* **Exercise task**
Output every line of the entries below as a JSON list of strings, one string per line, with blank lines omitted. Leave the pictures out.

* **Records to process**
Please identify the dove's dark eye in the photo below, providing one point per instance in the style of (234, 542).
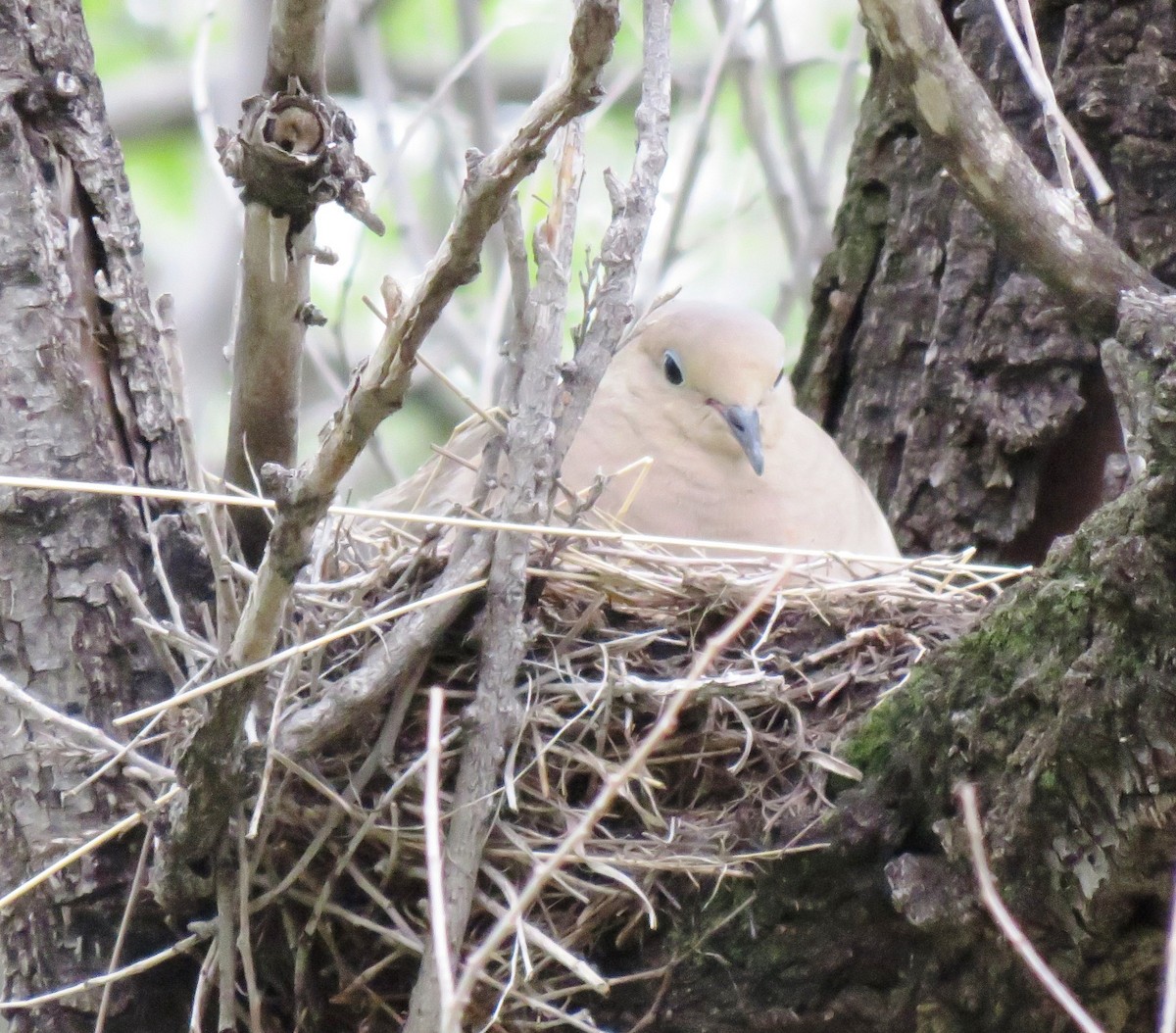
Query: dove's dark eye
(673, 369)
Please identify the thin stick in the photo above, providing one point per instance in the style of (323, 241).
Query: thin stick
(310, 646)
(86, 849)
(1008, 926)
(434, 861)
(1168, 1009)
(612, 785)
(136, 885)
(244, 935)
(94, 982)
(226, 953)
(1044, 89)
(82, 733)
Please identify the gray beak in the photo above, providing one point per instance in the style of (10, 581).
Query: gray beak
(745, 424)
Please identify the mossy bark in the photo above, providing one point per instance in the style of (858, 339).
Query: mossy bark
(1061, 706)
(951, 375)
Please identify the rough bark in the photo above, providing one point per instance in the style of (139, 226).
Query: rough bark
(1059, 708)
(954, 379)
(82, 394)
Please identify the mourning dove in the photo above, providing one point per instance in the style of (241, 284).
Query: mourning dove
(698, 416)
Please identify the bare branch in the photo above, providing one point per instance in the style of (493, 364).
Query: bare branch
(210, 763)
(293, 152)
(633, 209)
(1008, 926)
(1055, 238)
(298, 45)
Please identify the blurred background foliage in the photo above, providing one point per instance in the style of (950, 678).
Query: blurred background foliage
(764, 103)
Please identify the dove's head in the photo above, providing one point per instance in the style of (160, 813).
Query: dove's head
(714, 371)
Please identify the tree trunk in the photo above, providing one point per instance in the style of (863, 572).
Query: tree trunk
(982, 417)
(950, 374)
(83, 397)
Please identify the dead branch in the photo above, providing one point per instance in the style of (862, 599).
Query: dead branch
(210, 766)
(293, 151)
(1053, 236)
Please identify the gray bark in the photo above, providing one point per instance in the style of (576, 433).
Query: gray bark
(951, 375)
(83, 395)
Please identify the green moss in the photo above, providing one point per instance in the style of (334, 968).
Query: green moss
(869, 750)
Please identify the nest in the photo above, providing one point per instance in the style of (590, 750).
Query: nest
(679, 720)
(341, 878)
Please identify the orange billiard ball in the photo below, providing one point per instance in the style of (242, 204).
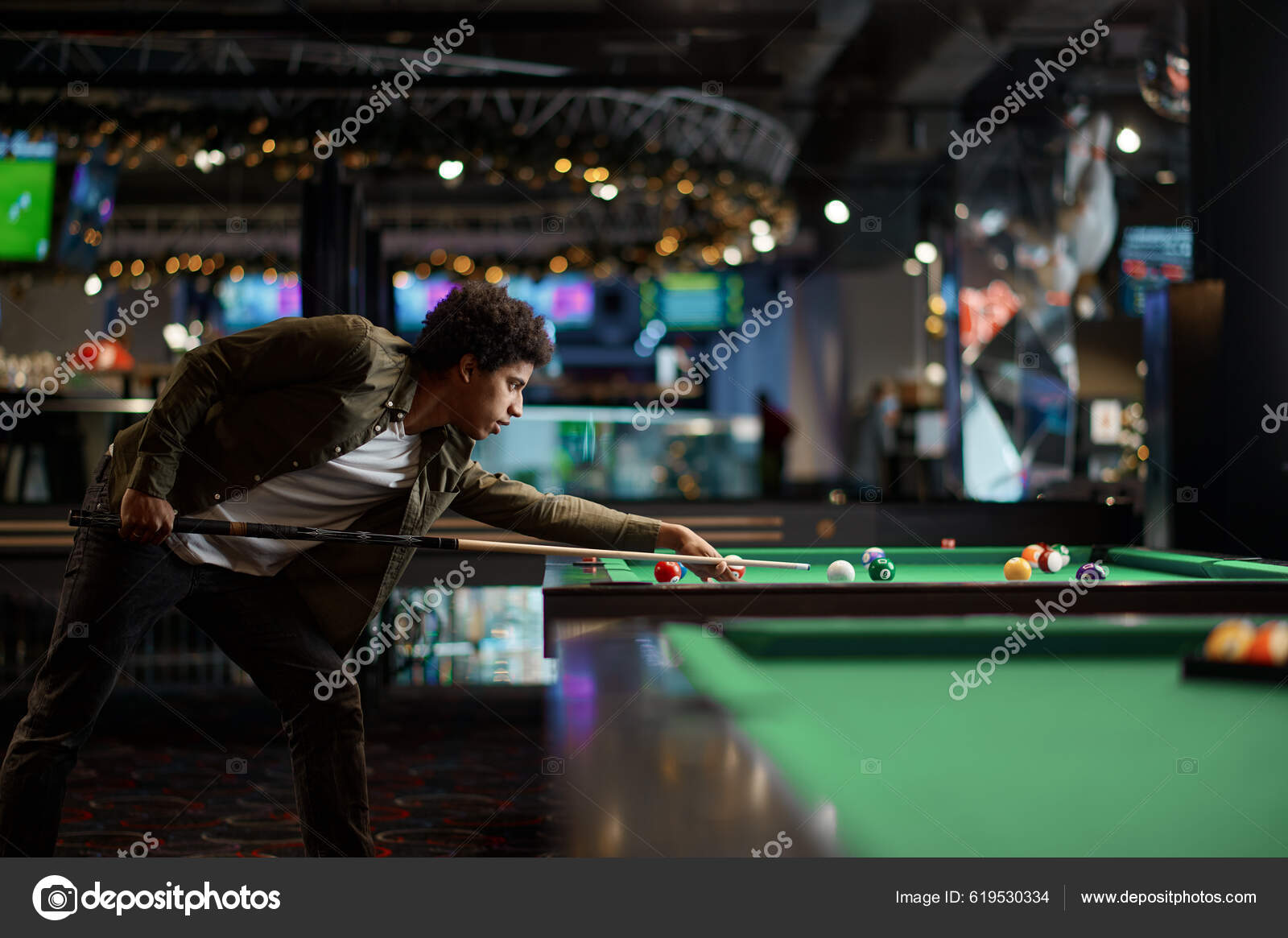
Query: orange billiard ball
(1229, 641)
(1018, 568)
(1269, 646)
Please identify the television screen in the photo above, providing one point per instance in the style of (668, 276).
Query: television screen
(566, 300)
(1152, 258)
(693, 302)
(26, 196)
(250, 302)
(416, 298)
(89, 206)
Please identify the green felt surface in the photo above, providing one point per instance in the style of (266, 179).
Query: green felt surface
(1058, 755)
(960, 564)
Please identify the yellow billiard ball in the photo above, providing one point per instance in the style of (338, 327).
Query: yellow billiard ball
(1018, 568)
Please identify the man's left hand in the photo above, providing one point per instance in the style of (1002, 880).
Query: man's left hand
(683, 540)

* **Problem solution**
[
  "Please identify the dove's dark eye in the photo below, providing one point per instance in the style of (234, 542).",
  "Query: dove's dark eye",
  "(673, 369)",
  "Please identify the thin stick in the photo above, providing one point per instance in the style of (323, 241).",
  "Query: thin stick",
  "(310, 646)",
  "(86, 849)",
  "(1008, 926)",
  "(434, 861)",
  "(1168, 1009)",
  "(612, 785)",
  "(136, 885)",
  "(244, 935)",
  "(94, 982)",
  "(226, 953)",
  "(1044, 89)",
  "(82, 733)",
  "Please identify the gray beak in the photo above, providing one point per instance in the style of (10, 581).",
  "Query: gray beak",
  "(745, 424)",
  "Please identify the mossy bark in the photo above, providing one point per instance in the style of (858, 339).",
  "Query: mossy bark",
  "(1061, 706)",
  "(951, 375)",
  "Please identify the rough bark in the photo above, providing one point per instance in the style of (139, 226).",
  "Query: rough bark",
  "(1059, 708)",
  "(954, 379)",
  "(82, 394)",
  "Please identify the mourning dove in the photo above, providing one point per instance in the style of (241, 284).",
  "Query: mourning dove",
  "(698, 416)",
  "Please identify the bare branch in the photo above, providing one point per instance in the style of (493, 364).",
  "Query: bare branch",
  "(210, 763)",
  "(293, 152)",
  "(633, 209)",
  "(1008, 926)",
  "(1055, 238)",
  "(298, 45)",
  "Please identify the blurred background foliage in the photo above, providing one point per instance in the style of (950, 678).",
  "Query: blurred background foliage",
  "(764, 103)",
  "Please identify the dove's head in the photo above, providing one point per instance in the style of (160, 813).",
  "Query: dove's head",
  "(714, 371)",
  "Please identify the tree trunk in the photo above, providing one point per instance in the style of (863, 572).",
  "Query: tree trunk",
  "(982, 417)",
  "(950, 374)",
  "(83, 397)",
  "Please identify the dead branch in the photo above, providing one point per instance in the style of (862, 599).",
  "Query: dead branch",
  "(210, 766)",
  "(293, 151)",
  "(1053, 236)",
  "Please identify the gray bark in the photo above, providing one point per instance in the style of (576, 433).",
  "Query: gray bark",
  "(951, 375)",
  "(83, 395)",
  "Please identify the green moss in the photo above, providing one point per instance in the style of (334, 968).",
  "Query: green moss",
  "(869, 750)",
  "Please identify the nest in the photo above, providing one point per instance in the style of (590, 750).",
  "Query: nest",
  "(679, 720)",
  "(341, 878)",
  "Please identify the orange billiard ball in the photo below, providing one point per instance in the style of (242, 204).",
  "Query: orange billiard ball",
  "(1229, 641)",
  "(1018, 568)",
  "(1269, 646)",
  "Please identify the television screen in the photo above, providing one point per instance in the style of (668, 276).",
  "Query: television screen",
  "(566, 300)",
  "(1152, 258)",
  "(693, 302)",
  "(26, 196)",
  "(250, 302)",
  "(416, 298)",
  "(89, 206)",
  "Please identify the green felt surface in the photo above, providing one point per instance in the style of (266, 179).",
  "Query: green felt surface",
  "(1058, 755)",
  "(960, 564)",
  "Please identify the yellow billiard ball in the photo above, providing one point per instance in the style of (338, 327).",
  "Query: yellow billiard ball",
  "(1018, 568)",
  "Please identify the man's left hand in the photo above, providing one point per instance in the style of (1002, 880).",
  "Query: man's left hand",
  "(683, 540)"
]